Start of Block
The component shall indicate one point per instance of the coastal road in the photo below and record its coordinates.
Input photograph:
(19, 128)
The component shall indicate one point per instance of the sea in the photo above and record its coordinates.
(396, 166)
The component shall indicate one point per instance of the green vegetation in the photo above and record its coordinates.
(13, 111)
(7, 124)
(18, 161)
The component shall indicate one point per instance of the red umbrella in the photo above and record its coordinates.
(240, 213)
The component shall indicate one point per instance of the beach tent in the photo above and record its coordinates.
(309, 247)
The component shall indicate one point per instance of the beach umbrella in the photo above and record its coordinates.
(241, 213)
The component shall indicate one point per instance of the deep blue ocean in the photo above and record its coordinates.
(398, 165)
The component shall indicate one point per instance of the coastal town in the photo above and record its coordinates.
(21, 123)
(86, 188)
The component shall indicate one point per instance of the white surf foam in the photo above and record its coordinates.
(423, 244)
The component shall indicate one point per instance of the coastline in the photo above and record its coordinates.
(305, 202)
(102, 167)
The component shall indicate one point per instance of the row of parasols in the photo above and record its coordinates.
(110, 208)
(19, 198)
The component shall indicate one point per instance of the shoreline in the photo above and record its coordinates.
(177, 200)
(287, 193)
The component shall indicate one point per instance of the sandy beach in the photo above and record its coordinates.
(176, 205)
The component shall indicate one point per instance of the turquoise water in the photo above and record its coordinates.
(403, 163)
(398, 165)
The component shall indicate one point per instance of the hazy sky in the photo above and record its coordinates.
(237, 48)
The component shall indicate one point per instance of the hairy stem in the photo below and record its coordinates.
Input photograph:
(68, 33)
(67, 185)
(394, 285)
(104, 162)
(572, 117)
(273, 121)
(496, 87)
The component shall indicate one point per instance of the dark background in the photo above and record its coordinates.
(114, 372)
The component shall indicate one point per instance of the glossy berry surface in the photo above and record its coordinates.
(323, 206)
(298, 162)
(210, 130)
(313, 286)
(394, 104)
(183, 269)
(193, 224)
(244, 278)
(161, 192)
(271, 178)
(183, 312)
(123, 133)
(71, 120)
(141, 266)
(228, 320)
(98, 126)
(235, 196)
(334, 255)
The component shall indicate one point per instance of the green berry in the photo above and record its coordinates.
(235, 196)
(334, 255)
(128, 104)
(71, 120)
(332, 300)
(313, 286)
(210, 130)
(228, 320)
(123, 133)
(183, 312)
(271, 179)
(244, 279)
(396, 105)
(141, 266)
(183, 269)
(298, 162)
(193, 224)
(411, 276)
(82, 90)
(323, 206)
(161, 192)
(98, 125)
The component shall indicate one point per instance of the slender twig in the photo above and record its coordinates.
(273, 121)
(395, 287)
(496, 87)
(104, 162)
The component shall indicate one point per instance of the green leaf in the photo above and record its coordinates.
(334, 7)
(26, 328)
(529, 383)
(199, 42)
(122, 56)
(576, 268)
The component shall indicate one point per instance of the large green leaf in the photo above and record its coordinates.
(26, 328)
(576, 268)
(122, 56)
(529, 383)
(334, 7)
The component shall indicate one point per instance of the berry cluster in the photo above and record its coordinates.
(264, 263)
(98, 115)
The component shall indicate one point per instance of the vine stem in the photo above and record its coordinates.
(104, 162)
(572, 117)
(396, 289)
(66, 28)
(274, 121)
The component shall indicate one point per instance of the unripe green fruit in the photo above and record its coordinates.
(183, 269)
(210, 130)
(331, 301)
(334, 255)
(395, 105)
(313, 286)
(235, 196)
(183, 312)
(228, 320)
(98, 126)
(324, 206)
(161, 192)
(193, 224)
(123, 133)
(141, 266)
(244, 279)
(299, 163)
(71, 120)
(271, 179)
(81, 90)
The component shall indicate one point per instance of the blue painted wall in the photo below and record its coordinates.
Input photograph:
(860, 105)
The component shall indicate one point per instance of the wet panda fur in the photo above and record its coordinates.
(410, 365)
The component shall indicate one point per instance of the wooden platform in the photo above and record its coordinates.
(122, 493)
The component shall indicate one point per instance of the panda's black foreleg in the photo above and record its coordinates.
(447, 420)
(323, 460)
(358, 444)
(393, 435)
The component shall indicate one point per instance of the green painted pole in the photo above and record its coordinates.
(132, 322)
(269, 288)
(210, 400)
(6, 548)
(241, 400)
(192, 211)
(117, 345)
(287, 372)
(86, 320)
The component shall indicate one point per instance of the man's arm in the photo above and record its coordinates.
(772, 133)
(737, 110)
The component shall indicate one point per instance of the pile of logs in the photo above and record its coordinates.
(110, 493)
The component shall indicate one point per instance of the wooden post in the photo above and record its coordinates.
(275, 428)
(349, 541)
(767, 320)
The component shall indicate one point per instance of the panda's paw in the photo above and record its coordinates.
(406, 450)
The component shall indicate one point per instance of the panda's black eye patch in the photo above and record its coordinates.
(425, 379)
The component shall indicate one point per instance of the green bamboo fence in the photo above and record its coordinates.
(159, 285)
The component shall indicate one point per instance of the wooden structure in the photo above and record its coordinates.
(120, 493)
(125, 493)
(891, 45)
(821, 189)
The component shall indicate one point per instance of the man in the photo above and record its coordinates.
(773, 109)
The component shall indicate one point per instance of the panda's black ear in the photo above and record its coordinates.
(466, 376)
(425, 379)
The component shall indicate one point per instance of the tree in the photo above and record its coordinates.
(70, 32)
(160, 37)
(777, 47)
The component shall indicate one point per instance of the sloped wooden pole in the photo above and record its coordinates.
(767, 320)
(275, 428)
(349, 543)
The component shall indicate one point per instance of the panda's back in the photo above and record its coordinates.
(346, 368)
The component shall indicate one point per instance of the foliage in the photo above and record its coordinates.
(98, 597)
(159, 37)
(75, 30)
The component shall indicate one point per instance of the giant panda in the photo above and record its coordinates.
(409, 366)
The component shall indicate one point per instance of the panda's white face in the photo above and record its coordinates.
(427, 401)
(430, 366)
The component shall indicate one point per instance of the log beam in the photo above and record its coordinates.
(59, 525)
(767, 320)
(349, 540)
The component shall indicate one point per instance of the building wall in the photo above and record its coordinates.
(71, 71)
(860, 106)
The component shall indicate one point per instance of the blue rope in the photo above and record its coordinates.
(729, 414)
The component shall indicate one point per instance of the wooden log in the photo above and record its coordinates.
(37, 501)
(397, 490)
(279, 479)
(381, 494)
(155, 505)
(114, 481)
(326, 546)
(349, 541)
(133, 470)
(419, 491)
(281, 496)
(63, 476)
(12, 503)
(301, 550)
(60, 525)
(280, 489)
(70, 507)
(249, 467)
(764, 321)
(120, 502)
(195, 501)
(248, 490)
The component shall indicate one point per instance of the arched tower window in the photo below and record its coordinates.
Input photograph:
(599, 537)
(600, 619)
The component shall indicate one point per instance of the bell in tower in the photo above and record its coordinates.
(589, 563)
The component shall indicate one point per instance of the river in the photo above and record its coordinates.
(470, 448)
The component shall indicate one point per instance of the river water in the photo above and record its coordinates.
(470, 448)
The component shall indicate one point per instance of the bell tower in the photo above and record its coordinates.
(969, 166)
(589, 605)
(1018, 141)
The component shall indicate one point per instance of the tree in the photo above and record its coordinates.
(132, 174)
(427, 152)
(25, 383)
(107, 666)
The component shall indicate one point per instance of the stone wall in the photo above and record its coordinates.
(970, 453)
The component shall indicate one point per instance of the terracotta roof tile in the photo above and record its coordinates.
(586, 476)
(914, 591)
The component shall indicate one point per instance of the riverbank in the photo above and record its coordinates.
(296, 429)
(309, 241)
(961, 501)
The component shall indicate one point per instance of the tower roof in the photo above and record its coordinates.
End of Block
Required action ▸ Would you print all of the records exactly as they were given?

Exercise response ▸
The component shall indicate one point per instance of the coastal road in the photo below and record its coordinates.
Input photograph:
(19, 128)
The component shall indicate one point per instance of the sea in the photo above and record its coordinates.
(396, 166)
The component shall indicate one point per instance of the green vegetation in the photo above and record its coordinates.
(13, 111)
(7, 124)
(18, 161)
The component shall indicate one point per instance of the red umbrella in the photo above and record its coordinates.
(240, 213)
The component shall indicate one point per instance of the beach tent in the photo above and record its coordinates.
(309, 247)
The component shall indicate one point per instance of the beach umbrella in the photo above and record its coordinates.
(241, 213)
The component shall indicate one point per instance of the deep blue ocean in the photo above and record its coordinates.
(398, 165)
The component shall indicate one point per instance of the coastal town in the photo above and record its coordinates.
(21, 123)
(86, 188)
The component shall indicate one point per instance of the white surf foam in the photo above and record its coordinates.
(423, 244)
The component shall indicate one point per instance of the coastline in the photo above and record its coordinates.
(305, 202)
(102, 167)
The component shall indicate one point per instance of the row of parasols in the photo above and record its coordinates.
(110, 208)
(19, 198)
The component shall indicate one point per instance of the shoreline in the photo above and record its coordinates.
(177, 200)
(287, 193)
The component shall indicate one point per instance of the sandy beach in the photo above and record its coordinates.
(176, 205)
The component shall indicate one point per instance of the turquoise water in the photo above and record its coordinates.
(403, 163)
(398, 165)
The component shall indicate one point per instance of the hazy sky in the photo above and record its coordinates.
(237, 48)
The component shall indicate one point per instance of the hairy stem in the photo below and record its coordinates.
Input photograph:
(68, 33)
(67, 185)
(394, 285)
(104, 162)
(572, 117)
(273, 121)
(496, 87)
The component shall indicate one point per instance of the dark background in the photo above and record its coordinates.
(114, 372)
The component shall indicate one point per instance of the glossy berry surface in the photo above and record its coordinates.
(323, 206)
(298, 162)
(210, 130)
(313, 286)
(394, 104)
(183, 269)
(193, 224)
(244, 278)
(161, 192)
(271, 178)
(183, 312)
(123, 133)
(71, 120)
(141, 266)
(228, 320)
(98, 126)
(235, 196)
(334, 255)
The component shall indicate one point per instance of the green berry in the photo above and record its coordinates.
(235, 196)
(334, 255)
(128, 104)
(71, 120)
(332, 300)
(313, 286)
(210, 130)
(228, 320)
(123, 133)
(183, 312)
(271, 179)
(244, 279)
(396, 105)
(141, 266)
(183, 269)
(298, 162)
(193, 224)
(411, 276)
(82, 90)
(323, 206)
(161, 192)
(98, 125)
The component shall indicate one point per instance of the slender twig in the photo above and record its coordinates.
(273, 121)
(395, 287)
(496, 87)
(104, 162)
The component shall indicate one point per instance of the green leaf in the photo above and record its coordinates.
(334, 7)
(26, 328)
(529, 383)
(199, 42)
(122, 56)
(576, 268)
The component shall indicate one point per instance of the large green leaf in the photo above and record its coordinates.
(26, 328)
(576, 268)
(122, 56)
(529, 383)
(334, 7)
The component shall indicate one point per instance of the berry cluster in the photo above and record its coordinates.
(264, 263)
(98, 115)
The component shall indicate one point per instance of the vine stem in the photo above and record its coordinates.
(104, 162)
(572, 117)
(396, 289)
(66, 28)
(274, 121)
The component shall indicate one point per instance of the unripe green fruit in the photo above and record its coordinates.
(183, 269)
(210, 130)
(331, 301)
(334, 255)
(395, 105)
(313, 286)
(235, 196)
(183, 312)
(228, 320)
(98, 126)
(324, 206)
(161, 192)
(193, 224)
(123, 133)
(141, 266)
(244, 279)
(299, 163)
(71, 120)
(271, 179)
(81, 90)
The component shall indicate one point per instance of the blue painted wall in the photo below and record its coordinates.
Input photograph:
(860, 105)
The component shall indicate one point per instance of the wet panda fur in the photo above and record its coordinates.
(410, 365)
The component shall indicate one point per instance of the wooden platform in the photo above and record its coordinates.
(122, 493)
The component shall indicate one point per instance of the panda's black foreleg in the photo above and record its coordinates.
(447, 420)
(323, 460)
(358, 444)
(393, 435)
The component shall indicate one point per instance of the green painted pole in the photo above and record its coordinates.
(132, 322)
(269, 288)
(210, 400)
(6, 548)
(241, 400)
(192, 211)
(117, 345)
(287, 372)
(86, 320)
The component shall indicate one point per instance of the man's arm in the photo above and record its coordinates.
(772, 133)
(737, 110)
The component shall indicate one point per instance of the pile of logs in the photo above and record its coordinates.
(110, 493)
The component shall indicate one point per instance of the wooden post in the photo above and record its coordinates.
(275, 428)
(349, 541)
(767, 320)
The component shall indicate one point per instance of the panda's paw in the photo above and record its coordinates.
(406, 450)
The component shall indicate one point per instance of the panda's black eye patch in the photo above and record its coordinates.
(425, 379)
The component shall indicate one point per instance of the green bamboo fence in the photo above and record its coordinates.
(159, 285)
The component shall indicate one point per instance of the wooden structure in the photo above and record its coordinates.
(120, 493)
(125, 493)
(891, 45)
(821, 189)
The component shall indicate one point per instance of the man in the photo above and record its coordinates.
(773, 109)
The component shall indicate one point per instance of the panda's black ear in the photo above and record its coordinates.
(466, 376)
(425, 379)
The component shall indicate one point per instance of the tree in the photo above and record its coordinates.
(70, 32)
(160, 37)
(777, 47)
The component shall indicate one point per instance of the sloped wooden pole in the photo above and record its coordinates.
(767, 320)
(275, 428)
(349, 543)
The component shall indicate one point per instance of the panda's back in the photo above and record its coordinates.
(346, 368)
The component shall indicate one point per instance of the foliage in the photo above and record its coordinates.
(98, 597)
(159, 37)
(75, 30)
The component shall indicate one point per instance of the giant panda in the photo above and record its coordinates.
(409, 366)
The component shall indicate one point per instance of the panda's white face in the photo above and record its coordinates.
(427, 401)
(430, 366)
The component shall indicate one point per instance of the log beam in the photo above and record its coordinates.
(59, 525)
(767, 320)
(349, 540)
The component shall indicate one point per instance of the building wall in the photo above and record its coordinates.
(71, 71)
(860, 106)
The component shall indicate one point per instance of the blue rope in the photo above and record its coordinates.
(729, 414)
The component shall indicate one point per instance of the wooden log in the photo above and record its coordinates.
(37, 501)
(397, 490)
(279, 479)
(381, 494)
(155, 505)
(114, 481)
(326, 546)
(349, 541)
(133, 470)
(419, 491)
(281, 496)
(63, 476)
(12, 503)
(301, 550)
(60, 525)
(280, 489)
(70, 507)
(249, 467)
(764, 321)
(120, 502)
(195, 501)
(248, 490)
The component shall indicate one point per instance of the arched tower window in the photo below and record its coordinates.
Input photograph:
(599, 537)
(600, 619)
The component shall indicate one point per instance of the bell in tower in the photo above and record its coordinates.
(589, 563)
The component shall indicate one point per instance of the river in the photo above and record its coordinates.
(470, 448)
The component shall indicate one point per instance of the river water in the photo above and record its coordinates.
(470, 448)
The component shall indicate one point per instance of the bell tower in the photo above and record its coordinates.
(969, 166)
(589, 605)
(1018, 141)
The component shall indicate one point per instance of the tree in the photo above and record its coordinates.
(132, 174)
(427, 152)
(25, 383)
(107, 666)
The component shall indicate one point per instance of the stone wall in the photo above and record its coordinates.
(970, 453)
The component shall indicate one point per instance of the terracotta roof tile in the photo above and record its coordinates.
(586, 476)
(914, 591)
The component shall indicate one point per instance of the riverbank in the photo above and record its coordinates.
(296, 429)
(309, 241)
(961, 501)
The component shall indicate one point per instance of the tower roof in the photo above and record its coordinates.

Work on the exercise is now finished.